### Task description
Reproduce all of the data exactly, with no line skipped.

☆ ☆ ☆

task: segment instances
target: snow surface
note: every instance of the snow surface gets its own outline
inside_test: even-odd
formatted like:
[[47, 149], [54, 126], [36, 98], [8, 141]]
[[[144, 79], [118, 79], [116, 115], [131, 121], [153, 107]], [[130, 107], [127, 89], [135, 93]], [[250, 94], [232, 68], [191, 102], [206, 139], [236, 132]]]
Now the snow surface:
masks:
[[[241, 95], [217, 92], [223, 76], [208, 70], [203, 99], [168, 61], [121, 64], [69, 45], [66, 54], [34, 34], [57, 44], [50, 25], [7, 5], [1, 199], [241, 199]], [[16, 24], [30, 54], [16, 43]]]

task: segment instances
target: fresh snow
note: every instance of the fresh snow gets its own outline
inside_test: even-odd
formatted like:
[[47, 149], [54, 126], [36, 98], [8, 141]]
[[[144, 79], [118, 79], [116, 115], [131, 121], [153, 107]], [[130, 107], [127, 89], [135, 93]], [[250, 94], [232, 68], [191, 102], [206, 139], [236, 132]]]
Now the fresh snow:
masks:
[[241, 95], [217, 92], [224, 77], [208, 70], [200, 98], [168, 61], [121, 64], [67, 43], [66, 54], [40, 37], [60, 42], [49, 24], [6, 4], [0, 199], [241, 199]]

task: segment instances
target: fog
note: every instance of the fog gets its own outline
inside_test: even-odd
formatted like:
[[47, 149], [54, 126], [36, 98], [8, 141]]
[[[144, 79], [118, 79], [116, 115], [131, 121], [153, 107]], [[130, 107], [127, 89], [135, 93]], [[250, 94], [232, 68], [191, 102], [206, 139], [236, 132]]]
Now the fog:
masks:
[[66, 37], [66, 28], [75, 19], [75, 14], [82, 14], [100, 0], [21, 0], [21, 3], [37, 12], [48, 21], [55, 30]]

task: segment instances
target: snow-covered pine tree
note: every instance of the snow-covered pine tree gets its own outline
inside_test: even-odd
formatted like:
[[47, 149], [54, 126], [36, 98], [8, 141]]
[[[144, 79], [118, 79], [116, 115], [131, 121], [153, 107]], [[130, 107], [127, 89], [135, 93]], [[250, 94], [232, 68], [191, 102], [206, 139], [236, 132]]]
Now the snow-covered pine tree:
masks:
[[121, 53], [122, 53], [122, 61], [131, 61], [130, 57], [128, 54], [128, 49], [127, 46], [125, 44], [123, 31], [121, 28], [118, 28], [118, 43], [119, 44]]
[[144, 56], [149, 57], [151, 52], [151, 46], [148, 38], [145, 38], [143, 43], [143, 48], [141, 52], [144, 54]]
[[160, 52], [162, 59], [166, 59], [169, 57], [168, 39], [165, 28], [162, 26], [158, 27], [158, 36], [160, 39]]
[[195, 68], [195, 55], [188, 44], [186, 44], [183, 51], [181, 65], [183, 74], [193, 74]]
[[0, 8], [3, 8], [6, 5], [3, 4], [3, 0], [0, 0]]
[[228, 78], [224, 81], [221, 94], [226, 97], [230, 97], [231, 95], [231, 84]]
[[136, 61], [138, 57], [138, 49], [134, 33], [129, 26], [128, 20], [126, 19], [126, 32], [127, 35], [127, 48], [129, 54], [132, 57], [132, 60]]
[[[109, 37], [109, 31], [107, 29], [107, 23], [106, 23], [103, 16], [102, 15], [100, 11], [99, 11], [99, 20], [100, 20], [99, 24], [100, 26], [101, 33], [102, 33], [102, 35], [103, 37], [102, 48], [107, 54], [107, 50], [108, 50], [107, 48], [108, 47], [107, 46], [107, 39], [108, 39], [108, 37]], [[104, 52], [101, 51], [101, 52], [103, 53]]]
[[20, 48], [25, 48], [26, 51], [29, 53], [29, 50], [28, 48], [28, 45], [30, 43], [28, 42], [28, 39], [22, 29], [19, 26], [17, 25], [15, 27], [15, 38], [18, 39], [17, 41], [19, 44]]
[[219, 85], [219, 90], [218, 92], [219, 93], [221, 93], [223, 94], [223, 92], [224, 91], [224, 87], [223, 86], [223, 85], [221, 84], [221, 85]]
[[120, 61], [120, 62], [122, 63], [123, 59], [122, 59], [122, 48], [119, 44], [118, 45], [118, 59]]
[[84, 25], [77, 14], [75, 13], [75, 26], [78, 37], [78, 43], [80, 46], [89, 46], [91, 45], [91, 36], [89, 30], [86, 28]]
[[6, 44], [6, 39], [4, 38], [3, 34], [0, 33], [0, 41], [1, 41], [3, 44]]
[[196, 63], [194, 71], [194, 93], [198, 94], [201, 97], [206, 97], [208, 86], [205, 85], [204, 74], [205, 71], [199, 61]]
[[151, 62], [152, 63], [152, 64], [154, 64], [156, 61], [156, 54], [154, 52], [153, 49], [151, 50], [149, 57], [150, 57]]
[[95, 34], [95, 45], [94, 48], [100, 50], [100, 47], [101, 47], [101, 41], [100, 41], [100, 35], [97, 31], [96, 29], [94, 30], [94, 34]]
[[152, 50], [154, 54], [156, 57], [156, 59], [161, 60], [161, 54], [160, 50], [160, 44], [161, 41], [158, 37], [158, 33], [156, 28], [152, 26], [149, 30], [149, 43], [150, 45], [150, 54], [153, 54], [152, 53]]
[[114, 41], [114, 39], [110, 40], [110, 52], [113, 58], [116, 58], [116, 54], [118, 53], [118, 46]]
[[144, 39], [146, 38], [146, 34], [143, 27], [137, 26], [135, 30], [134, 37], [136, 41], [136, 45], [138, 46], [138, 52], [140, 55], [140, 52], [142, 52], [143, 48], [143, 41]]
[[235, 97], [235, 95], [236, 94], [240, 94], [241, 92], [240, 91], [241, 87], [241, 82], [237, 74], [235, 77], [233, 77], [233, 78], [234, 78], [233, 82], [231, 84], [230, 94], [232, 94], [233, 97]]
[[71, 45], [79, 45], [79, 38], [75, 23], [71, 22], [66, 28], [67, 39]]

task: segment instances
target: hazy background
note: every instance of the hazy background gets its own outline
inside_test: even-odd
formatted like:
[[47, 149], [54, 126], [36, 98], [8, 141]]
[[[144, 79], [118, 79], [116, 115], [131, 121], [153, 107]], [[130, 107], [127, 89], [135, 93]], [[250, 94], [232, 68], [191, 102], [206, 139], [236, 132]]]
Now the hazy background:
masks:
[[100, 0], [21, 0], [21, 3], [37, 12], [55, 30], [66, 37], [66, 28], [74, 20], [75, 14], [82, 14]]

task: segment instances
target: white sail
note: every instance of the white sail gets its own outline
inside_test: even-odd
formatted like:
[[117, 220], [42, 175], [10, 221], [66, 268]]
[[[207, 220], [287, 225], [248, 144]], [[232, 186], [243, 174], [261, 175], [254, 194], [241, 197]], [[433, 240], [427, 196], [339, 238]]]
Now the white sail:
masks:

☆ ☆ ☆

### Response
task: segment instances
target: snow surface
note: every instance of the snow surface gets its own outline
inside_test: even-odd
formatted like:
[[47, 149], [54, 126], [36, 98], [8, 141]]
[[[144, 79], [118, 79], [116, 115], [131, 121], [153, 107]], [[130, 107], [127, 89], [135, 93]], [[250, 94], [232, 68], [191, 102], [206, 139], [236, 132]]]
Now the snow surface:
masks:
[[[241, 95], [217, 92], [223, 76], [208, 70], [203, 99], [168, 61], [121, 64], [69, 45], [66, 54], [34, 34], [57, 44], [50, 25], [7, 5], [1, 199], [241, 199]], [[16, 24], [30, 54], [16, 43]]]

task: segment instances
target: fresh snow
note: every instance of the fresh snow gets its own outline
inside_test: even-odd
formatted like:
[[47, 149], [54, 126], [36, 98], [8, 141]]
[[[144, 79], [118, 79], [116, 115], [131, 121], [153, 107]], [[130, 107], [127, 89], [135, 93]], [[250, 94], [232, 68], [191, 102], [206, 139], [236, 132]]]
Now the fresh snow:
masks:
[[241, 95], [217, 92], [224, 77], [208, 70], [200, 98], [168, 61], [121, 64], [67, 43], [66, 54], [40, 37], [60, 42], [49, 24], [6, 4], [0, 199], [241, 199]]

task: segment instances
target: fog
note: every instance of the fog gets its own outline
inside_test: even-odd
formatted like:
[[47, 149], [54, 126], [36, 98], [8, 141]]
[[[144, 79], [118, 79], [116, 115], [131, 121], [153, 107]], [[130, 107], [127, 89], [135, 93]], [[250, 94], [232, 68], [191, 102], [206, 139], [236, 132]]]
Now the fog:
masks:
[[66, 37], [66, 28], [75, 19], [75, 14], [82, 14], [100, 0], [21, 0], [21, 3], [37, 12], [48, 21], [55, 30]]

task: segment instances
target: snow-covered pine tree
note: every instance of the snow-covered pine tree gets its own outline
inside_test: even-odd
formatted like:
[[47, 149], [54, 126], [36, 98], [8, 141]]
[[[144, 79], [118, 79], [116, 115], [131, 121], [153, 107]], [[130, 107], [127, 89], [135, 93]], [[250, 94], [232, 68], [191, 102], [206, 139], [236, 132]]]
Now the snow-covered pine tree:
masks:
[[121, 53], [122, 53], [122, 61], [131, 61], [130, 57], [128, 54], [128, 49], [127, 46], [125, 44], [123, 31], [121, 28], [118, 28], [118, 43], [119, 44]]
[[144, 56], [149, 57], [151, 52], [151, 46], [148, 38], [145, 38], [143, 43], [143, 48], [141, 52], [144, 54]]
[[160, 52], [162, 59], [166, 59], [169, 57], [168, 39], [165, 28], [162, 26], [158, 27], [158, 36], [160, 39]]
[[195, 68], [195, 55], [188, 44], [186, 44], [183, 51], [181, 65], [183, 74], [193, 74]]
[[0, 8], [3, 8], [6, 5], [3, 4], [3, 0], [0, 0]]
[[228, 78], [224, 81], [221, 94], [226, 97], [230, 97], [231, 95], [231, 84]]
[[136, 61], [138, 57], [138, 49], [134, 33], [129, 26], [128, 20], [126, 19], [126, 32], [127, 35], [127, 48], [129, 54], [132, 57], [132, 60]]
[[[109, 37], [109, 31], [107, 29], [107, 23], [106, 23], [103, 16], [102, 15], [100, 11], [99, 11], [99, 20], [100, 20], [99, 24], [100, 26], [101, 33], [102, 33], [102, 35], [103, 37], [102, 48], [107, 54], [107, 50], [108, 50], [107, 48], [108, 47], [107, 46], [107, 39], [108, 39], [108, 37]], [[104, 52], [101, 51], [101, 52], [103, 53]]]
[[20, 48], [25, 48], [26, 51], [29, 53], [29, 50], [28, 48], [28, 45], [30, 43], [28, 42], [28, 39], [22, 29], [19, 26], [17, 25], [15, 27], [15, 38], [18, 39], [17, 41], [19, 44]]
[[219, 85], [219, 90], [218, 92], [219, 93], [221, 93], [223, 94], [223, 92], [224, 91], [224, 87], [223, 86], [223, 85], [221, 84], [221, 85]]
[[120, 61], [120, 62], [122, 63], [123, 59], [122, 59], [122, 48], [119, 44], [118, 45], [118, 59]]
[[84, 25], [77, 14], [75, 13], [75, 26], [78, 37], [78, 43], [80, 46], [89, 46], [91, 45], [91, 36], [89, 30], [86, 28]]
[[6, 44], [6, 39], [4, 38], [3, 34], [0, 33], [0, 41], [1, 41], [3, 44]]
[[196, 63], [194, 71], [194, 93], [198, 94], [201, 97], [206, 97], [208, 86], [205, 85], [204, 74], [205, 71], [199, 61]]
[[151, 62], [152, 63], [152, 64], [154, 64], [156, 61], [156, 54], [154, 52], [153, 49], [151, 50], [149, 57], [150, 57]]
[[95, 34], [95, 45], [94, 48], [100, 50], [100, 47], [101, 47], [101, 41], [100, 41], [100, 35], [97, 31], [96, 29], [94, 30], [94, 34]]
[[152, 50], [154, 54], [156, 57], [156, 59], [161, 60], [161, 54], [160, 50], [160, 44], [161, 41], [158, 37], [158, 33], [156, 28], [152, 26], [149, 30], [149, 43], [150, 45], [150, 54], [153, 54], [152, 53]]
[[114, 41], [114, 39], [110, 40], [110, 52], [113, 58], [116, 58], [116, 54], [118, 53], [118, 46]]
[[144, 39], [146, 38], [146, 34], [143, 27], [137, 26], [135, 30], [134, 37], [136, 41], [136, 45], [138, 46], [138, 52], [140, 55], [140, 52], [142, 52], [143, 48], [143, 41]]
[[235, 97], [235, 95], [236, 94], [240, 94], [241, 92], [240, 91], [241, 87], [241, 82], [237, 74], [235, 77], [233, 77], [233, 78], [234, 78], [233, 82], [231, 84], [230, 94], [232, 94], [233, 97]]
[[71, 45], [79, 45], [79, 38], [75, 23], [71, 22], [66, 28], [67, 39]]

task: segment instances
target: hazy background
note: every instance of the hazy background gets its own outline
inside_test: even-odd
formatted like:
[[47, 149], [54, 126], [36, 98], [8, 141]]
[[[144, 79], [118, 79], [116, 115], [131, 121], [153, 107]], [[130, 107], [127, 89], [135, 93]], [[250, 94], [232, 68], [191, 102], [206, 139], [236, 132]]]
Now the hazy background:
masks:
[[100, 0], [21, 0], [21, 3], [37, 12], [55, 30], [66, 37], [66, 28], [74, 20], [75, 14], [82, 14]]

task: segment instances
target: white sail
note: every instance of the white sail gets its own outline
inside_test: even-odd
formatted like:
[[117, 220], [42, 175], [10, 221], [66, 268]]
[[[207, 220], [287, 225], [248, 144]], [[232, 186], [243, 174], [261, 175], [254, 194], [241, 197]], [[433, 240], [427, 196], [339, 238]]]
Now the white sail:
masks:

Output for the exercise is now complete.